**Given instruction:** Return every entry exactly.

:::

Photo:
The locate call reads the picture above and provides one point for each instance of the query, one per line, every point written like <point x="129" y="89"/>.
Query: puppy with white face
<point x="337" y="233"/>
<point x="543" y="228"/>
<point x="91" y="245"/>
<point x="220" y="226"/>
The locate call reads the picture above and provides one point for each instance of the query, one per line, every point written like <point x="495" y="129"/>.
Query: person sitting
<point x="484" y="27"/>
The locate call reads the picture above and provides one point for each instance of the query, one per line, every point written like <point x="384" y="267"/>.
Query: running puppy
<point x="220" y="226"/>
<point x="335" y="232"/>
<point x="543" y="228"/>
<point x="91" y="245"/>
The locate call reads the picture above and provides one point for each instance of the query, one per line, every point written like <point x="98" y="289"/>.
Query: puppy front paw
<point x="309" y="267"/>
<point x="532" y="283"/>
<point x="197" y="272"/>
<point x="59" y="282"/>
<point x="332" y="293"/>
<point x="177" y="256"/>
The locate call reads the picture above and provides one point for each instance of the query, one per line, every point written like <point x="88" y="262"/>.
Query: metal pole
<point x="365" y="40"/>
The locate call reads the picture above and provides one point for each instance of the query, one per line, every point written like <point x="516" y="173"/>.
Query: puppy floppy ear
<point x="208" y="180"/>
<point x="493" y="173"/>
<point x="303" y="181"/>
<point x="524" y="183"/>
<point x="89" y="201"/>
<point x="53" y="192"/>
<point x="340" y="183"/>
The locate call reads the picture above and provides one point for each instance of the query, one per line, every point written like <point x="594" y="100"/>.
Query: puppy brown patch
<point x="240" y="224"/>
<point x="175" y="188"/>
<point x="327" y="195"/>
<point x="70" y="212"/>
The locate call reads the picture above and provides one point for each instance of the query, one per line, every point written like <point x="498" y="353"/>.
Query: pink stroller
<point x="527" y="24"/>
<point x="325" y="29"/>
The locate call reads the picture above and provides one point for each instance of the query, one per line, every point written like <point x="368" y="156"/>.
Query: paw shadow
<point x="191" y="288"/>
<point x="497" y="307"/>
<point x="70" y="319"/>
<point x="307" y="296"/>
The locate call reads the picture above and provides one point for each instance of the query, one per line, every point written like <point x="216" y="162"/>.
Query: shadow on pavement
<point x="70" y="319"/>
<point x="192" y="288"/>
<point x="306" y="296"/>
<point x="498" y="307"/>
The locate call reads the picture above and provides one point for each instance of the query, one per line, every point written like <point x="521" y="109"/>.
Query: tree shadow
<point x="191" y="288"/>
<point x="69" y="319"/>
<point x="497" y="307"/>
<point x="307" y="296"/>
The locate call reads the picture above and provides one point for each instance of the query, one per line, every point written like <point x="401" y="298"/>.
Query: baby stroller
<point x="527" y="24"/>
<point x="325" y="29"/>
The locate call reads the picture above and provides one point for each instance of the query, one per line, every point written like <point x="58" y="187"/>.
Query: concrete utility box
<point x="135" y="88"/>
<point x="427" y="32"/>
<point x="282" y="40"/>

:::

**Output below:**
Photo:
The locate call reads the picture above and provides one point for each instance of the query, one per line, every point written like <point x="129" y="89"/>.
Query: puppy with white face
<point x="337" y="233"/>
<point x="543" y="228"/>
<point x="91" y="245"/>
<point x="220" y="226"/>
The locate call reads the picture above and provides one point for each instance of the query, one per line, every point written like <point x="495" y="129"/>.
Query: person sitting
<point x="484" y="27"/>
The locate call reads the picture above and provides one point for each instance of the query, one per line, every point written like <point x="384" y="267"/>.
Query: running puppy
<point x="220" y="226"/>
<point x="335" y="232"/>
<point x="543" y="228"/>
<point x="91" y="245"/>
The locate call reads the picture above and provides one point for each instance of the query, one per line, every point written like <point x="98" y="289"/>.
Query: puppy front paw
<point x="309" y="267"/>
<point x="532" y="283"/>
<point x="197" y="272"/>
<point x="59" y="282"/>
<point x="332" y="293"/>
<point x="177" y="256"/>
The locate call reads the picture above and provides one point for each instance of the query, one per line, every point written like <point x="88" y="262"/>.
Query: metal pole
<point x="365" y="40"/>
The locate call reads the picture above and provides one point for each instance of the query, one per line, every point written like <point x="516" y="173"/>.
Query: puppy floppy ear
<point x="208" y="180"/>
<point x="493" y="173"/>
<point x="303" y="181"/>
<point x="524" y="183"/>
<point x="89" y="201"/>
<point x="53" y="192"/>
<point x="340" y="183"/>
The locate call reads the picture above and provides one point for each instance of the query, one per line, every point written like <point x="594" y="100"/>.
Query: puppy brown patch
<point x="240" y="224"/>
<point x="175" y="188"/>
<point x="327" y="195"/>
<point x="70" y="212"/>
The locate call reads the picture above and provides one point for each instance of the query, one per line, every point written like <point x="498" y="353"/>.
Query: pink stroller
<point x="527" y="24"/>
<point x="325" y="29"/>
The locate call reads the picture above and provides one point for each instance of the query, one per line, every point written like <point x="368" y="156"/>.
Query: paw shadow
<point x="191" y="288"/>
<point x="497" y="307"/>
<point x="70" y="319"/>
<point x="307" y="296"/>
The locate call reads the picture above and provides one point for each instance of the query, one per line, every point written like <point x="216" y="162"/>.
Query: shadow on pavement
<point x="70" y="319"/>
<point x="192" y="288"/>
<point x="306" y="296"/>
<point x="498" y="307"/>
The locate call reads the picture above and provides one point for each instance of the query, one per line, every point written like <point x="521" y="109"/>.
Query: tree shadow
<point x="191" y="288"/>
<point x="69" y="319"/>
<point x="497" y="307"/>
<point x="307" y="296"/>
The locate call reads the picture above and provides one point for each instance of the query, one per line, every point written like <point x="401" y="298"/>.
Query: baby stroller
<point x="527" y="24"/>
<point x="325" y="29"/>
The locate call reads the picture above and provides one point for each instance of the query, one per line, every point written like <point x="58" y="187"/>.
Query: concrete utility box
<point x="135" y="88"/>
<point x="427" y="32"/>
<point x="282" y="40"/>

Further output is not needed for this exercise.